─── Recorded data
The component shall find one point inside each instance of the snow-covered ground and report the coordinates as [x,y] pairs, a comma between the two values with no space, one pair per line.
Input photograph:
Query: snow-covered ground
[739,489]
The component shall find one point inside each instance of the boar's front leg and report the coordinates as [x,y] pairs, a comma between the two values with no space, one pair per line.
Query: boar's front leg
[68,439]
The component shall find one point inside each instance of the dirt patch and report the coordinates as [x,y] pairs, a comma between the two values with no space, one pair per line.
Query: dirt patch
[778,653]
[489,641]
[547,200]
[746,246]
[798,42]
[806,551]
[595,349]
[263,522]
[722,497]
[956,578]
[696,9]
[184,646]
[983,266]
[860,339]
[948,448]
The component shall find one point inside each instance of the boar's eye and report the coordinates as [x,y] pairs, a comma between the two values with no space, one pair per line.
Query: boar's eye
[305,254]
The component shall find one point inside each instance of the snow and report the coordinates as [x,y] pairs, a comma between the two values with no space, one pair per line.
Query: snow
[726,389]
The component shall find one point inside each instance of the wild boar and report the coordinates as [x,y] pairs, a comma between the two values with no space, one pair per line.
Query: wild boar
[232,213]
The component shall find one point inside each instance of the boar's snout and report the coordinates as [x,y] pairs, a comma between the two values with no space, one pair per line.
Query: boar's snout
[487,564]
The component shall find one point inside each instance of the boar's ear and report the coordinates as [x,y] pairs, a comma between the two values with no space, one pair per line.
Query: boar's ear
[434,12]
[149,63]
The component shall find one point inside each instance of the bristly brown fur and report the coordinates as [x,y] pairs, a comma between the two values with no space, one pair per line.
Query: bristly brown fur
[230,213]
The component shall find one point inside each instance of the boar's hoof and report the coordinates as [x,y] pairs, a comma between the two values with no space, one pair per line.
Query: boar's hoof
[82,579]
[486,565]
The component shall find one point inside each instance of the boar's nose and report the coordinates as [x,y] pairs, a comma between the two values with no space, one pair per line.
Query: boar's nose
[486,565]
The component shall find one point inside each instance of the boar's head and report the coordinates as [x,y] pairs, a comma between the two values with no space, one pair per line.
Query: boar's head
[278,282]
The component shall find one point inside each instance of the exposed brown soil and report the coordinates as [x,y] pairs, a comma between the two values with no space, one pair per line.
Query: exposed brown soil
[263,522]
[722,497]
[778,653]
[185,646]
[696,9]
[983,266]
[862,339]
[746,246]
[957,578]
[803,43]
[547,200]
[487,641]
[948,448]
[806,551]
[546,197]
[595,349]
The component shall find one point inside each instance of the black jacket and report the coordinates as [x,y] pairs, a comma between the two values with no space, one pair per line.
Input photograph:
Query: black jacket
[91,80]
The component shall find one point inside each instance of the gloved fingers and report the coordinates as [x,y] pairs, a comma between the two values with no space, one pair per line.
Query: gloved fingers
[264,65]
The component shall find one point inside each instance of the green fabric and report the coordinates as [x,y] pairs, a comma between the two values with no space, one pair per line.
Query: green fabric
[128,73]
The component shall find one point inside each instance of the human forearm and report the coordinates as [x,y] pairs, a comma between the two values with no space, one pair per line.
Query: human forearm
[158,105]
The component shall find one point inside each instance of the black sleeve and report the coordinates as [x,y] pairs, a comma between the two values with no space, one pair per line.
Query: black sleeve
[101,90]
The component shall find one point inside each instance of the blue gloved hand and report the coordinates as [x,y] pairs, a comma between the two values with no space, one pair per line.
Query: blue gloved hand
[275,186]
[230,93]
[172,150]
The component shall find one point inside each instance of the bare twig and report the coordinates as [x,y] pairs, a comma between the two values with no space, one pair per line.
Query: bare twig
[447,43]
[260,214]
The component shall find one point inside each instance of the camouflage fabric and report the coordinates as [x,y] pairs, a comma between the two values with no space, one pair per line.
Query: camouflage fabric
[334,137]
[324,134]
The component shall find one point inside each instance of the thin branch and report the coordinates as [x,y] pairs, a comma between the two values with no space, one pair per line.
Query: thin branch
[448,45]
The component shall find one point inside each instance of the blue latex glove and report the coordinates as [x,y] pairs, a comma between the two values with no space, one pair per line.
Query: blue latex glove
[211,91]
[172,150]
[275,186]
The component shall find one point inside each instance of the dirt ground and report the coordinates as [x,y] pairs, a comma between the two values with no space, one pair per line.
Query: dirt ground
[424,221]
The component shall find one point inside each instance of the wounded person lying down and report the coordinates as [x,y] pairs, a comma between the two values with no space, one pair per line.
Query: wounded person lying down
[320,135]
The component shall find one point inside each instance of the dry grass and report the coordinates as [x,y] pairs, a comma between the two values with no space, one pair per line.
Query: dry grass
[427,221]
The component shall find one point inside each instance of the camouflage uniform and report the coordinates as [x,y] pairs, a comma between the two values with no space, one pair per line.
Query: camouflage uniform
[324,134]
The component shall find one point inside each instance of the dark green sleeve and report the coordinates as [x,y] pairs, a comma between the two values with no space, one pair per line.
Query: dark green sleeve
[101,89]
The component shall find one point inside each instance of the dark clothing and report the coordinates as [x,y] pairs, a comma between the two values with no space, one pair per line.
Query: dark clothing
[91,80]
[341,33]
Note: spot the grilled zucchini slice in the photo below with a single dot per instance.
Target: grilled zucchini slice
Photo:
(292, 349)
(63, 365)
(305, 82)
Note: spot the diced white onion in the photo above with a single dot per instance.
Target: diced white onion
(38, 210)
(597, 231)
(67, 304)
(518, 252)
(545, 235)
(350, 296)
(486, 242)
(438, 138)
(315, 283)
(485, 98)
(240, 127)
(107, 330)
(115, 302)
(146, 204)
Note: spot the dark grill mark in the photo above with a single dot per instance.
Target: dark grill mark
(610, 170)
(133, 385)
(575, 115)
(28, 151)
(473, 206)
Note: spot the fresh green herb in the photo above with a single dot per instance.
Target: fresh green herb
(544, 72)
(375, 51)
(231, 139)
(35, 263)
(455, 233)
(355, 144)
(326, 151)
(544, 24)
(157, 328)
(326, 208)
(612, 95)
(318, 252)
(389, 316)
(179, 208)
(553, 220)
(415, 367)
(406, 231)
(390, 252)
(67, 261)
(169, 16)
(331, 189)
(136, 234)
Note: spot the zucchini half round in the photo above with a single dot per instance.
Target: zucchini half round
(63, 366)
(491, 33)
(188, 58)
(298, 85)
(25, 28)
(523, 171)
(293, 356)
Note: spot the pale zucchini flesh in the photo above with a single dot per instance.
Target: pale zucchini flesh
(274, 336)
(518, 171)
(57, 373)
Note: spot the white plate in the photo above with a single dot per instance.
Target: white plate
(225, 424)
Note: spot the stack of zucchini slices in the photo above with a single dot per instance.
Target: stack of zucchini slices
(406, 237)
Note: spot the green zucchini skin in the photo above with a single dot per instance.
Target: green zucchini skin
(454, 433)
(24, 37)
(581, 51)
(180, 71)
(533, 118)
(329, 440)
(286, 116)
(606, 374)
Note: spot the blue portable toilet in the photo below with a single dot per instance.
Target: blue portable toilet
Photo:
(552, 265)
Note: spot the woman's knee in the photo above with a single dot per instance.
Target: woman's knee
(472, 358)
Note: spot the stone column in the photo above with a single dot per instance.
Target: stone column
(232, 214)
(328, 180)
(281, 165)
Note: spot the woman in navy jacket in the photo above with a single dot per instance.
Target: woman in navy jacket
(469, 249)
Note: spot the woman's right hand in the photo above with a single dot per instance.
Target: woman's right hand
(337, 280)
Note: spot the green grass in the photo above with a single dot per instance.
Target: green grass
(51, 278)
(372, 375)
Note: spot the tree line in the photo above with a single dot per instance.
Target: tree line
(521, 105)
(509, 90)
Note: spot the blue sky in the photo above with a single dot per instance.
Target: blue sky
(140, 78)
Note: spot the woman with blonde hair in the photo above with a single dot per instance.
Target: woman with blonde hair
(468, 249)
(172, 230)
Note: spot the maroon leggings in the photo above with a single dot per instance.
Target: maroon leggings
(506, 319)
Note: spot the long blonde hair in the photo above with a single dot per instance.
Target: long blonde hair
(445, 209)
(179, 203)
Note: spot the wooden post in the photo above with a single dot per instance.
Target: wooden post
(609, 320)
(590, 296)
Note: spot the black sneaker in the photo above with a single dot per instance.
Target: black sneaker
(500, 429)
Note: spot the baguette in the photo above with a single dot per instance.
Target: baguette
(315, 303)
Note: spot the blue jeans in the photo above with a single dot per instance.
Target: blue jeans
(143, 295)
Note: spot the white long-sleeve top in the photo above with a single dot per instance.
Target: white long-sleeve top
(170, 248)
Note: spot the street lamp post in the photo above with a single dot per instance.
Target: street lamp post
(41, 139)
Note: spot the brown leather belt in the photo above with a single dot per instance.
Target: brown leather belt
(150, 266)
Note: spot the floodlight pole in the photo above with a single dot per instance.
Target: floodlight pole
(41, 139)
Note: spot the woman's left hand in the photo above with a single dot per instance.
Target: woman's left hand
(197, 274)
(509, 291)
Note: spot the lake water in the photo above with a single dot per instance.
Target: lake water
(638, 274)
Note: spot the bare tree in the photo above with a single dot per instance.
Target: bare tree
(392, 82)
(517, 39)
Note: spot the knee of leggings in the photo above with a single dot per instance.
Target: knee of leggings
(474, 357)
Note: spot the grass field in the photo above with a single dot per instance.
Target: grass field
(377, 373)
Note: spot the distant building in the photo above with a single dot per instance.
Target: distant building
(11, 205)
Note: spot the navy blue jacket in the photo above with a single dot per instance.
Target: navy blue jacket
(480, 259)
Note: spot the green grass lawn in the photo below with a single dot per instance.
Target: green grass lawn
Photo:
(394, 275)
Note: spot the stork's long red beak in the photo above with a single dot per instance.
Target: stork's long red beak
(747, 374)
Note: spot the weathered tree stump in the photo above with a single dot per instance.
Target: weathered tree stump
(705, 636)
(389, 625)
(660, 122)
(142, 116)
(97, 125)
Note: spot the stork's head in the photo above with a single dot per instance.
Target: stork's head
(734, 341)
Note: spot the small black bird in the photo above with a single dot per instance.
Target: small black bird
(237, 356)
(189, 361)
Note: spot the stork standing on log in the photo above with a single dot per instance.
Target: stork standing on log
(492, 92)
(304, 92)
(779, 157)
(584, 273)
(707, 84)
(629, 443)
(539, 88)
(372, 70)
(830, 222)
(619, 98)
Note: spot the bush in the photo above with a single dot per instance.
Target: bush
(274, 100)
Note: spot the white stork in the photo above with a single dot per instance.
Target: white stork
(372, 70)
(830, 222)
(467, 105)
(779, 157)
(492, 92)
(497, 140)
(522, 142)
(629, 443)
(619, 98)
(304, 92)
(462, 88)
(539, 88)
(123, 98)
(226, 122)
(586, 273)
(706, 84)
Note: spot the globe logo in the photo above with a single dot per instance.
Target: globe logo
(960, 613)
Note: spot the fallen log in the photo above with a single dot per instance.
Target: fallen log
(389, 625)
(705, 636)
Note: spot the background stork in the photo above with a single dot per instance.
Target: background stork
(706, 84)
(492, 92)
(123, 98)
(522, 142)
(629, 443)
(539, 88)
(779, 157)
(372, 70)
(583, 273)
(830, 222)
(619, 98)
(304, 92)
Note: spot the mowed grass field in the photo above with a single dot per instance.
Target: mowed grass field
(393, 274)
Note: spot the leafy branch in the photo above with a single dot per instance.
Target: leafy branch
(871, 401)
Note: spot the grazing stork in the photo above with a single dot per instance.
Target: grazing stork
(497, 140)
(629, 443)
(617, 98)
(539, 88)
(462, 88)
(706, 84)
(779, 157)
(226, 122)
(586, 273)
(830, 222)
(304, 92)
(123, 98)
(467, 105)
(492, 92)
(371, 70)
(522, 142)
──────
## Task to carry out
Using the entries above, output exactly the lines between the line holding "Target: lake water" and the line holding "Note: spot the distant", end lines included, and nothing more.

## Solved problem
Target: lake water
(638, 274)
Note: spot the bare tree in the photo above with a single dot per instance.
Target: bare tree
(392, 82)
(517, 39)
Note: spot the knee of leggings in the photo above with a single dot per instance.
Target: knee of leggings
(474, 357)
Note: spot the grass field in the photo above with a single dot per instance.
Target: grass field
(377, 373)
Note: spot the distant building in the photo above with a single dot per instance.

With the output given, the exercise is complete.